[Problem description]
Transcribe every line of the rows below exactly, leaving out the pictures.

[Begin Excerpted records]

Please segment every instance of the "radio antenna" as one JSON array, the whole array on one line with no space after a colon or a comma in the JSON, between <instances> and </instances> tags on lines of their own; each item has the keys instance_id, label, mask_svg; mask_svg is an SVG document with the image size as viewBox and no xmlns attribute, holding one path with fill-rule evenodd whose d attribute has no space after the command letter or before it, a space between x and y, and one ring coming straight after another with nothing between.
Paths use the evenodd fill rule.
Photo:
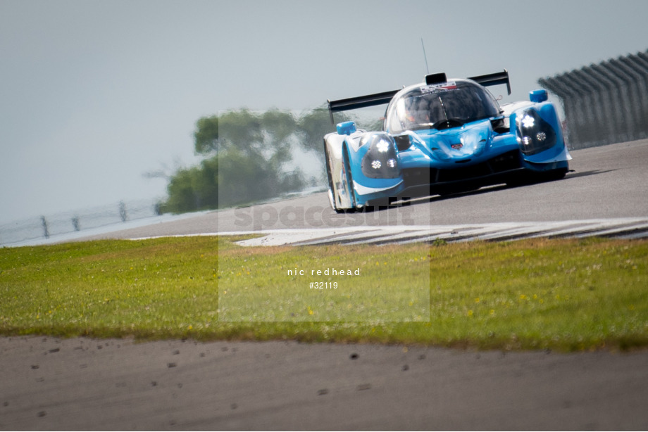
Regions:
<instances>
[{"instance_id":1,"label":"radio antenna","mask_svg":"<svg viewBox=\"0 0 648 432\"><path fill-rule=\"evenodd\" d=\"M430 68L428 66L428 56L425 55L425 45L423 44L423 38L420 38L420 46L423 49L423 58L425 59L425 70L428 71L428 75L430 75Z\"/></svg>"}]
</instances>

[End Excerpted records]

[Answer to this task]
Please segment every instance of the "radio antenna" as one JSON array, the whole array on one line with no space after a colon or a comma in the JSON, between <instances> and </instances> tags on lines of their own; each item has the keys instance_id, label, mask_svg; mask_svg is an SVG document with the image size as viewBox and no xmlns attribute, holding one path with fill-rule evenodd whose d attribute has no space after the command letter or before it, a space between x and y, and one ring coming straight after another with nothing between.
Paths use the evenodd fill rule.
Photo:
Regions:
<instances>
[{"instance_id":1,"label":"radio antenna","mask_svg":"<svg viewBox=\"0 0 648 432\"><path fill-rule=\"evenodd\" d=\"M430 68L428 66L428 56L425 55L425 45L423 44L423 38L420 38L420 46L423 49L423 58L425 59L425 70L428 71L428 75L430 75Z\"/></svg>"}]
</instances>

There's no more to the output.